===== Extract =====

Pagination bugs are some of the hardest to catch in code review, because the code looks correct. It passes tests. It works perfectly in staging, where the data is static and nobody is writing to the table while QA clicks through pages. Then it ships, and somewhere in production a support agent notices a customer record that keeps disappearing from page 2 and reappearing on page 3 an hour later. Nobody touched the record. The table just kept growing while someone was scrolling through it.

The mental model that causes the bug

Most developers think of pagination as slicing a fixed list: rows 1 through 25, then 26 through 50, and so on, the same way you'd paginate a static array in memory. That model is accurate for an array that isn't changing. It's inaccurate for a database table under active writes, because the "list" isn't fixed at all. New rows are being inserted, and sometimes deleted, between the moment a client requests page 1 and the moment it requests page 2, and the pagination code has no idea any of that happened.

A concrete walkthrough

Say a table is sorted by created_at DESC, newest first, and a client is paging through it with OFFSET/LIMIT. They fetch page 1: rows 1 to 25, the 25 most recent records at that moment. Before they request page 2, three new rows get inserted somewhere else in the system, a normal amount of write traffic for any active application. Those three new rows are now the newest records, which pushes everything else down by three positions in the sort order.

===== Provided records =====

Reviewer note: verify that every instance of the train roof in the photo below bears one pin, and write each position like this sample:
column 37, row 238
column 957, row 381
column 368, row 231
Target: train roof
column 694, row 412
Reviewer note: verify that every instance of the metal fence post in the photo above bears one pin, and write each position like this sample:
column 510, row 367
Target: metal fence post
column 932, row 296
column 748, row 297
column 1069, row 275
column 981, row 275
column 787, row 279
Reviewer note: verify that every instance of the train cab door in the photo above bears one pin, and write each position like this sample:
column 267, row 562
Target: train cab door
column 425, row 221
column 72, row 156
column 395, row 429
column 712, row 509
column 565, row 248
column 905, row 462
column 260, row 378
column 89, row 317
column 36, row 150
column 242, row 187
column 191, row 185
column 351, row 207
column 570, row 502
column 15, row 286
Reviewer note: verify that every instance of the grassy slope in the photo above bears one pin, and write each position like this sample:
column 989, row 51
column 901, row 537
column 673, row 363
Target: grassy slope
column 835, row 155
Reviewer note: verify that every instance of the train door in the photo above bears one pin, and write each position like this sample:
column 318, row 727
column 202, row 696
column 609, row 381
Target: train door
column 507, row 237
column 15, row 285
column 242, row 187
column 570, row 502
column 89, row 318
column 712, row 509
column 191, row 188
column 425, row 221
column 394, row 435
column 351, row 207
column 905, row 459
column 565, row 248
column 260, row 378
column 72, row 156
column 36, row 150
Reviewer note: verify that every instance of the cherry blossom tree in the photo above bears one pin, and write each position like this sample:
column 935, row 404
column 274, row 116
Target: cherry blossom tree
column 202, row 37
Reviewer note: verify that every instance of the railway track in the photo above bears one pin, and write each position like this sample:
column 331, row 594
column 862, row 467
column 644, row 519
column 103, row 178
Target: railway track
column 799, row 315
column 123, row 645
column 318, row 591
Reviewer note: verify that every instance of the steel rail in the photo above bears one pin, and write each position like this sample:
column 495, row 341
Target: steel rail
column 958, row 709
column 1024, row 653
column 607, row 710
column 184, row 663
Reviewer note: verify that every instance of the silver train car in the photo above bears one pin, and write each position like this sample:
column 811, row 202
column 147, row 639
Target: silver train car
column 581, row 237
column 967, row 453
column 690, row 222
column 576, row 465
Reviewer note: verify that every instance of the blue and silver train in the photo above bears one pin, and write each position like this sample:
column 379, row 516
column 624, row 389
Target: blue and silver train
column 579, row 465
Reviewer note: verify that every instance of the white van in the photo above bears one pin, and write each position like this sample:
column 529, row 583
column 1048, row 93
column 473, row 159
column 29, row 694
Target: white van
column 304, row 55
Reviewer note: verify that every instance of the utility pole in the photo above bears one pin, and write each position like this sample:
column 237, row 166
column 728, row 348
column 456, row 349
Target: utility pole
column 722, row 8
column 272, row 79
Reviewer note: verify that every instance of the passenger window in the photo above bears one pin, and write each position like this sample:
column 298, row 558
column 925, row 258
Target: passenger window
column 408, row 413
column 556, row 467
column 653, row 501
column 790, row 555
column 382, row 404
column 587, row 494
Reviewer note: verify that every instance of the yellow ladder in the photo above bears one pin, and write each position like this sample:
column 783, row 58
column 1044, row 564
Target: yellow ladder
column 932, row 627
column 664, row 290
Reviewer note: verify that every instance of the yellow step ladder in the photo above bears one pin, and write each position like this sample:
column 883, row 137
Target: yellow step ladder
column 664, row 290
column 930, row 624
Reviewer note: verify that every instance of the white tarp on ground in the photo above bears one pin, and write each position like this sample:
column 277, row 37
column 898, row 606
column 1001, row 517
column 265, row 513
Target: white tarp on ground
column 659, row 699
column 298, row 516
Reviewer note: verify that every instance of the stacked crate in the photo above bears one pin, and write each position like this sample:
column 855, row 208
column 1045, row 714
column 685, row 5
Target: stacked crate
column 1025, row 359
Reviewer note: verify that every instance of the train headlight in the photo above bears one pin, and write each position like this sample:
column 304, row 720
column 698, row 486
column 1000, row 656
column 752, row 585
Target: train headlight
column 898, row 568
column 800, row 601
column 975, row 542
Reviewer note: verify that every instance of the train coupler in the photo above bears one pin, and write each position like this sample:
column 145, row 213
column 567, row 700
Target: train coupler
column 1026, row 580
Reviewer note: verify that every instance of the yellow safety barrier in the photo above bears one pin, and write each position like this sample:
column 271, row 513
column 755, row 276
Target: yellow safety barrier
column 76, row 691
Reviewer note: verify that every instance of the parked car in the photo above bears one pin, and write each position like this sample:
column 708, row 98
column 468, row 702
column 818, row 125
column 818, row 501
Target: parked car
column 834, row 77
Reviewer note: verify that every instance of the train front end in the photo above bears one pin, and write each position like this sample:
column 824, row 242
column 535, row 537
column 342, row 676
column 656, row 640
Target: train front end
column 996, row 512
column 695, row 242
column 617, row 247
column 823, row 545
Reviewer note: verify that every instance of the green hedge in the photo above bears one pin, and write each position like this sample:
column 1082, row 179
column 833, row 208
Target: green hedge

=====

Direction 1: Condense the paragraph of the pagination bug text that begins "Most developers think of pagination as slicing a fixed list" into a short bulleted list that keeps its main facts.
Direction 2: Go on with the text on pagination bugs, picking up right after its final sentence.
The listing has no connection to the text on pagination bugs.

Right answer 1:
- Developers commonly picture pagination as slicing a fixed list (rows 1–25, then 26–50), like paginating a static array in memory.
- That model holds for an array that isn't changing.
- It fails for a database table under active writes, where the "list" isn't fixed.
- Rows can be inserted, and sometimes deleted, between a client's request for page 1 and its request for page 2.
- The pagination code has no awareness of those changes.

Right answer 2:
When the client requests page 2 with OFFSET 25 LIMIT 25, the database doesn't know or care that three new rows showed up in the meantime. It just skips the first 25 rows of the current result set and returns the next 25. But the current result set has shifted underneath the client. The three rows that used to sit at positions 23, 24, and 25 (visible on page 1) are now at positions 26, 27, and 28, which means they get skipped entirely and never shown to the client on either page. Three real records silently vanish from the user's view, and there's no error, no warning, nothing in the logs to flag it. The pagination "worked" exactly as designed. It just wasn't designed for a moving target, and that distinction matters enormously once real traffic hits it.

Why this is worse than it sounds

This isn't a rare edge case that only matters at extreme scale. Any table with regular writes, orders, support tickets, activity logs, comments, notifications, is affected the moment two users are browsing the same paginated list at the same time as writes are happening anywhere in that table. On a high-traffic application, that's not an edge case at all. That's every page load, every single day, quietly producing slightly wrong results that almost nobody notices until a customer complains about a specific missing record.

The fix: stop asking "skip N," start asking "after this point"

Cursor-based (also called keyset) pagination replaces the offset with a pointer to a specific row, built from the sort column plus a unique tiebreaker like the primary key:

SELECT * FROM orders
WHERE (created_at, id) < (:last_created_at, :last_id)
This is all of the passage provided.